• WHAT THE TASK REQUIRES
Would you extract the whole listing below and retype it exactly?

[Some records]
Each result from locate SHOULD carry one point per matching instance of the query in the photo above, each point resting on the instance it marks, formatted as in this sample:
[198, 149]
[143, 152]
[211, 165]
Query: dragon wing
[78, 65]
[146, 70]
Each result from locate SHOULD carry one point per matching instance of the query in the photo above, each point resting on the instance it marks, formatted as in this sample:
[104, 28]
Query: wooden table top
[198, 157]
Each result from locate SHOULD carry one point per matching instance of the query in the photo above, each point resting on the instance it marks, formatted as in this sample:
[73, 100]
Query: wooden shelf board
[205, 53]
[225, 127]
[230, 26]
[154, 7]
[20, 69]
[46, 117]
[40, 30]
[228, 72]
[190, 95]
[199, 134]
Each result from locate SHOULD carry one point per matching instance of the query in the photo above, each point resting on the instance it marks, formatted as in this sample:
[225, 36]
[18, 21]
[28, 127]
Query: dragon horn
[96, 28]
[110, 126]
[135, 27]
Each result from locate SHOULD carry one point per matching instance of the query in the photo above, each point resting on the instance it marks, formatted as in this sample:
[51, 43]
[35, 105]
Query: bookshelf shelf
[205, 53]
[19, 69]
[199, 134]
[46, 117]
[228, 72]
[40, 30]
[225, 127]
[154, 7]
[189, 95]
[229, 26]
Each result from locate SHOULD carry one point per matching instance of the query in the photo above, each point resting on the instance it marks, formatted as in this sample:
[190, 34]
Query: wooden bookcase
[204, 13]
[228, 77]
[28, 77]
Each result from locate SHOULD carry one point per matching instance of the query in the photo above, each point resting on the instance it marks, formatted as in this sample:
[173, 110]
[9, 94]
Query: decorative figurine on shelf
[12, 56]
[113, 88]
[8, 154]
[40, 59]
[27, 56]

• SOLVED EXERCISE
Each result from locate SHOULD carry one point per matching instance of the query in the photo above, each point resting on the instance it marks, formatted as in this sample:
[198, 149]
[143, 152]
[211, 165]
Query: dragon wing
[78, 65]
[146, 70]
Each result from locate SHOULD carry one point per matching instance of the query in the photo above, each point resting on the instance it marks, formatted as in this sample:
[104, 28]
Query: wooden table top
[198, 157]
Each result from locate SHOULD carry one point per matching instance of the query in the photo above, each point resting on the instance it marks, formatted as in this sample:
[73, 100]
Query: wooden shelf board
[205, 53]
[225, 127]
[230, 26]
[154, 7]
[20, 69]
[46, 117]
[40, 30]
[228, 72]
[190, 95]
[199, 134]
Each result from locate SHOULD carry one point per matching instance of the query in the photo above, each point resting on the instance it marks, formatted as in this sample:
[225, 36]
[18, 21]
[28, 127]
Query: dragon horn
[96, 28]
[110, 126]
[135, 27]
Each result from locate SHOULD carry one point per matching instance of the query in the photo above, each point resting on the instance it marks, formatted as in this sample:
[51, 43]
[35, 105]
Query: bookshelf shelf
[205, 53]
[19, 69]
[199, 134]
[46, 117]
[228, 72]
[40, 30]
[225, 127]
[154, 7]
[189, 95]
[229, 26]
Each result from locate SHOULD carry one point per matching instance of the query in the photo above, each point resting on the instance it marks, formatted as in this sample:
[190, 34]
Query: wooden bookcase
[204, 13]
[228, 77]
[28, 77]
Each result from locate SHOULD carry one point per matching instance of the query in the photo above, each point resting on the instance it marks, formatted as in this sample:
[173, 110]
[9, 94]
Query: decorative figurine on shelf
[12, 56]
[113, 88]
[8, 154]
[40, 59]
[27, 56]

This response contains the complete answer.